_Quoted passage_.
☆ ☆ ☆ ☆ ☆ ☆ ☆

= Greagh =

Townland in County Cavan, Ireland

Greagh is a townland in the
civil parish of Templeport, County Cavan, Ireland. It lies in the Roman Catholic parish of Templeport and the barony of Tullyhaw.

==Geography==

Greagh is bounded on the north by Ballymagirril townland, on the west by Sraloaghan and Leckan townlands in County Leitrim, on the south by Lislahy and Knocks townlands in County Leitrim, and on the east by Cornagunleog townland. Its chief geographical features are wood and spring wells. Greagh is traversed by minor roads and rural lanes. The townland covers 142 statute acres.

☆ ☆ ☆ ☆ ☆ ☆ ☆

_Study material_.
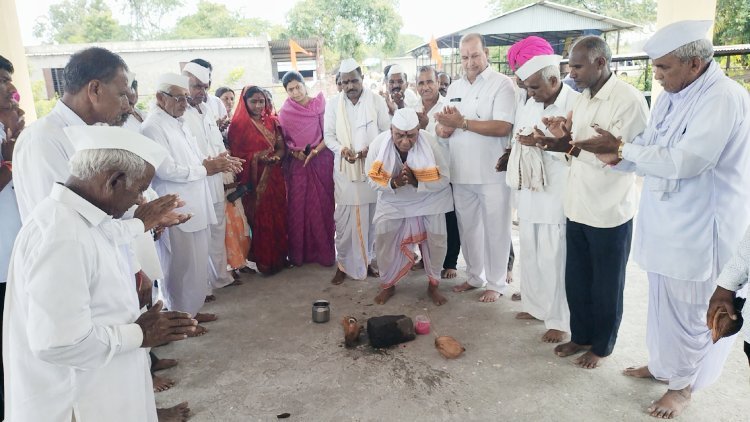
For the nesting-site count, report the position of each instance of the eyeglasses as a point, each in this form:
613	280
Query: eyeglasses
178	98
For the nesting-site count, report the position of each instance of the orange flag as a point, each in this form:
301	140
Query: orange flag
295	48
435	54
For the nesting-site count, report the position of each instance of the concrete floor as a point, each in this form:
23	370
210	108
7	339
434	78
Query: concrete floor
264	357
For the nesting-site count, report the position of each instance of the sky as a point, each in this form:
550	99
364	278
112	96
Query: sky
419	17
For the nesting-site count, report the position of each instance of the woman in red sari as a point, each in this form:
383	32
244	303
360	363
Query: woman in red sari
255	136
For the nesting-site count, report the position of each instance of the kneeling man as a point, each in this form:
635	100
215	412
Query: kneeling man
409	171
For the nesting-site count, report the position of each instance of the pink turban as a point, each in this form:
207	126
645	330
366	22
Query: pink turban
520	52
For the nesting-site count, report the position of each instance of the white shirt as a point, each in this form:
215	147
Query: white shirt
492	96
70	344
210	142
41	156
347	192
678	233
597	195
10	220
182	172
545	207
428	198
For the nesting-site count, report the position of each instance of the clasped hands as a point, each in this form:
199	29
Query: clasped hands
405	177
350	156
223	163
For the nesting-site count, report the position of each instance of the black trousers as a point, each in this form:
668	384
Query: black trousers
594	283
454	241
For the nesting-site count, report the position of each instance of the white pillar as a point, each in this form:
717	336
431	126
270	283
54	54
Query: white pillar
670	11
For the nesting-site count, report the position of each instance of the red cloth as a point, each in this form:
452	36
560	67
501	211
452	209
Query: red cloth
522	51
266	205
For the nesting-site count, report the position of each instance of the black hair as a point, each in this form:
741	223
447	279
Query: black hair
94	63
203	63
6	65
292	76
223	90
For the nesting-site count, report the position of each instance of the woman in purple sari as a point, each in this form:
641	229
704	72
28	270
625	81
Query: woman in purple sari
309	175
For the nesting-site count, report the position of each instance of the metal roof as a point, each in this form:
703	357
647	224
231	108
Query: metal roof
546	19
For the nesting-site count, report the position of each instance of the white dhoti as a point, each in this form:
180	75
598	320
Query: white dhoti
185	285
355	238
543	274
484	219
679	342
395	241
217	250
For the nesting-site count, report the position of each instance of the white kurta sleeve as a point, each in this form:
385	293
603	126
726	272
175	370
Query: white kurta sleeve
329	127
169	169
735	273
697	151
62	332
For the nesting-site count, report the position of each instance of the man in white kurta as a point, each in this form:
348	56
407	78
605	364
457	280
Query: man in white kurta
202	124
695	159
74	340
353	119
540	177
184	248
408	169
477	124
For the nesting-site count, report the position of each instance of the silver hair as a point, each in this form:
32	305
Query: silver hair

☆ ☆ ☆ ☆ ☆ ☆ ☆

_Work item 1_.
Rewrite the paragraph of the Greagh text that begins "Greagh is bounded on the north" as a bulleted list, keeping its main facts.
_Work item 2_.
List every townland that the Greagh text names as bordering Greagh.
_Work item 3_.
Carry on the Greagh text from where it stops.

_Answer space 1_.
- North: Ballymagirril townland
- West: Sraloaghan and Leckan townlands in County Leitrim
- South: Lislahy and Knocks townlands in County Leitrim
- East: Cornagunleog townland
- Chief features: wood and spring wells
- Crossed by minor roads and rural lanes
- Area: 142 statute acres

_Answer space 2_.
- Ballymagirril
- Sraloaghan
- Leckan
- Lislahy
- Knocks
- Cornagunleog

_Answer space 3_.
==History==

In medieval times the McGovern barony of Tullyhaw was divided into economic taxation areas called ballibetoes, from the Irish Baile Biataigh (Anglicized as 'Ballybetagh'), meaning 'A Provisioner's Town or Settlement'. The original purpose was to enable the farmer, who controlled the baile, to provide hospitality for those who needed it, such as poor people and travellers. The ballybetagh was further divided into townlands farmed by individual families who paid a tribute or tax to the head of the ballybetagh, who in turn paid a similar tribute to the clan chief. The steward of the ballybetagh would have been the secular equivalent of the erenagh in charge of church lands. There were seven ballibetoes in the parish of Templeport. Greagh was located in the ballybetagh of Ballymagauran. The historical spellings of the ballybetagh are Ballymackgawran & Ballimacgawran (Irish = Baile Mhic Shamhráin = McGovern's Town).

Until the 19th century Greagh formed part of the modern townland of Ballymagirril, so its history is the same until then.

The Greagh Valuation Office Field books are available for October 1839.

In 1841 the population of the townland was 59, being 29 males and 30 females. There were eleven houses in the townland, and all were inhabited.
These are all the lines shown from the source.